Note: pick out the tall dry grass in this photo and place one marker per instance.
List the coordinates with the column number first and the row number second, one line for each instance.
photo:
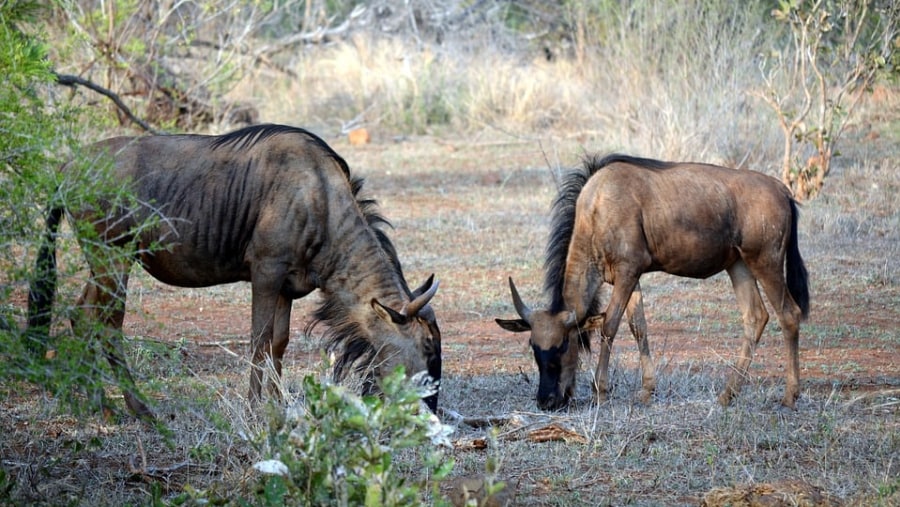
column 663, row 79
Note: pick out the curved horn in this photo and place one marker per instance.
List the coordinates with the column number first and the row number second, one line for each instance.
column 420, row 301
column 521, row 308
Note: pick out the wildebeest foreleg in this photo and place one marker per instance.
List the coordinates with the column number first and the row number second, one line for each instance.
column 755, row 317
column 266, row 297
column 280, row 337
column 638, row 325
column 634, row 311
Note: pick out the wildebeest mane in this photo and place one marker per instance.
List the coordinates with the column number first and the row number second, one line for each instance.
column 247, row 137
column 562, row 221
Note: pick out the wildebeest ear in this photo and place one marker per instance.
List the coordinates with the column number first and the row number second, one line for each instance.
column 514, row 325
column 419, row 301
column 425, row 286
column 594, row 323
column 385, row 313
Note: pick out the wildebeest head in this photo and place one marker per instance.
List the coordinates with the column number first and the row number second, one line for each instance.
column 410, row 337
column 555, row 339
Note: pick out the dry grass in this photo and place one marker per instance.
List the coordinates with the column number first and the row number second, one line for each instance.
column 469, row 194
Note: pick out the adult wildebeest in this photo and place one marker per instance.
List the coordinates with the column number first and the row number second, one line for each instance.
column 619, row 217
column 272, row 205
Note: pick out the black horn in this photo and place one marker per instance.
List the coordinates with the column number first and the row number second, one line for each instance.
column 521, row 308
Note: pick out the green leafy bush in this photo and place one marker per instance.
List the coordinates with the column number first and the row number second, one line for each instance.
column 339, row 448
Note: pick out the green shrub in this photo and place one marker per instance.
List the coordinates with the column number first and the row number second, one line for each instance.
column 340, row 448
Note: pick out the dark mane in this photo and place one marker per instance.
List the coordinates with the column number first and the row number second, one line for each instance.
column 342, row 334
column 248, row 137
column 562, row 219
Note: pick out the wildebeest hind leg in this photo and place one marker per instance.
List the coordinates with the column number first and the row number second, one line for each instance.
column 789, row 314
column 638, row 325
column 103, row 306
column 755, row 317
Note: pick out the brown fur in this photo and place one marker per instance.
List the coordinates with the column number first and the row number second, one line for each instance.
column 273, row 206
column 620, row 217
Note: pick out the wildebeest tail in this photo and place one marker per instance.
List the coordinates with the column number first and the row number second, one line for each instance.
column 797, row 277
column 43, row 284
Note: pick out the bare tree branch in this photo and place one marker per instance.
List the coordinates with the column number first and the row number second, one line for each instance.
column 70, row 80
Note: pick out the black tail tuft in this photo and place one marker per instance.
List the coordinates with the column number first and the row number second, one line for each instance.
column 797, row 277
column 43, row 285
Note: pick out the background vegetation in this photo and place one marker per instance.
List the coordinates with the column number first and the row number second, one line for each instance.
column 468, row 103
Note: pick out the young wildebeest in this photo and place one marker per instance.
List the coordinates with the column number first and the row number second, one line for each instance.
column 619, row 217
column 271, row 205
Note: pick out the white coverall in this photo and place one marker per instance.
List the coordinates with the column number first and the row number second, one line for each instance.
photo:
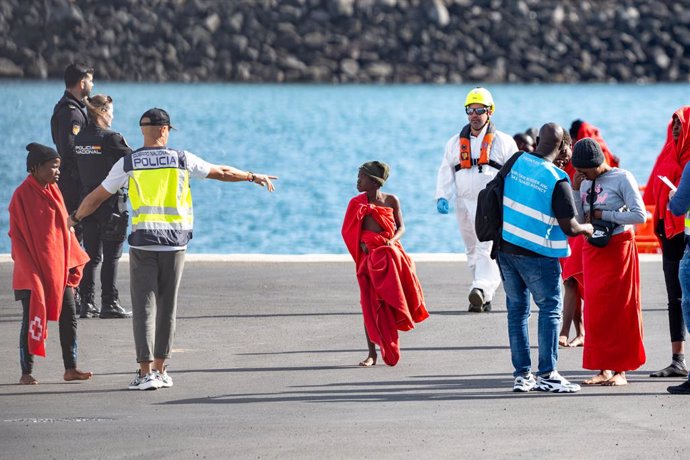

□ □ □ □

Write out every line of the records above as a JSON list of strings, one string per line, with blank lines skipped and the pictures left out.

[
  "Note: pick out the tall dry grass in this photo and place one marker per instance.",
  "List the coordinates with the column number first and the row number second, one line for each instance.",
  "photo:",
  "column 663, row 79",
  "Note: pick out the curved horn in this photo and place one marker per instance.",
  "List the coordinates with the column number first and the row number second, one line for each instance.",
  "column 420, row 301",
  "column 521, row 308",
  "Note: pick out the wildebeest foreleg in this photo and place one marker per instance.",
  "List the coordinates with the column number first and the row number second, one line for each instance.",
  "column 755, row 317",
  "column 266, row 297",
  "column 280, row 337",
  "column 638, row 325",
  "column 634, row 311",
  "Note: pick out the wildebeest mane in this photo and place one marker per instance.",
  "List the coordinates with the column number first and the row number second, one line for each instance.",
  "column 247, row 137",
  "column 562, row 221",
  "Note: pick out the wildebeest ear in this photo and place one marker per instance.",
  "List the coordinates with the column number first and the row number second, one line for each instance.",
  "column 514, row 325",
  "column 419, row 301",
  "column 425, row 286",
  "column 594, row 323",
  "column 385, row 313",
  "Note: pick out the wildebeest head in this photo and place one marker per instance.",
  "List the coordinates with the column number first and the row number second, one line for each instance.",
  "column 410, row 337",
  "column 555, row 339",
  "Note: pick out the dry grass in this photo and place one marker per instance.",
  "List the coordinates with the column number first and the row number second, one line for each instance.",
  "column 469, row 194",
  "Note: pick out the adult wildebeest in this photo and place one marker per instance.",
  "List the coordinates with the column number first and the row number second, one line for each instance.",
  "column 619, row 217",
  "column 272, row 205",
  "Note: pick out the black horn in this photo and place one marker per instance.",
  "List the coordinates with the column number first and the row number second, one line for each instance.",
  "column 521, row 308",
  "Note: pick out the green leafy bush in this photo and place one marker per instance.",
  "List the coordinates with the column number first and the row number second, one line for each instance.",
  "column 339, row 448",
  "Note: pick out the green shrub in this photo and place one marker per instance.",
  "List the coordinates with the column number first and the row number second, one line for each instance.",
  "column 340, row 448",
  "Note: pick out the dark mane in this photo and place one marker per instance.",
  "List the coordinates with the column number first and the row number second, one line for each instance.",
  "column 342, row 334",
  "column 248, row 137",
  "column 562, row 219",
  "Note: pick out the wildebeest hind leg in this photo and place one marker per instance.",
  "List the coordinates with the column number first and the row number second, one line for each instance.",
  "column 789, row 314",
  "column 638, row 325",
  "column 103, row 306",
  "column 755, row 317",
  "Note: pick out the brown fur in this photo and place one marker per instance.",
  "List the coordinates with the column number first and the row number second, one line for each instance.",
  "column 273, row 206",
  "column 620, row 217",
  "Note: pick out the wildebeest tail in this photo and place one marker per instance.",
  "List the coordinates with the column number first and the row number second, one line for each instance.",
  "column 797, row 277",
  "column 43, row 284",
  "Note: pick out the bare tree branch in this photo and place one marker per instance.",
  "List the coordinates with the column number first and the row number second, one line for each instance.",
  "column 70, row 80",
  "Note: pick out the black tail tuft in this photo and place one marker per instance.",
  "List the coordinates with the column number first and the row number second, one line for each instance.",
  "column 797, row 277",
  "column 43, row 285",
  "Note: pick out the background vegetation in this photo and place one marker per instance.",
  "List the coordinates with the column number first and the row number second, one line for each instance.",
  "column 468, row 103",
  "Note: pick out the young wildebeest in this photo and place one marker per instance.",
  "List the coordinates with the column number first and the row number second, one line for each instance.",
  "column 619, row 217",
  "column 271, row 205",
  "Note: pick out the white coverall in this photo and place one marker per instance.",
  "List the coordinates with the column number first and the row number second, one line for each instance.",
  "photo:"
]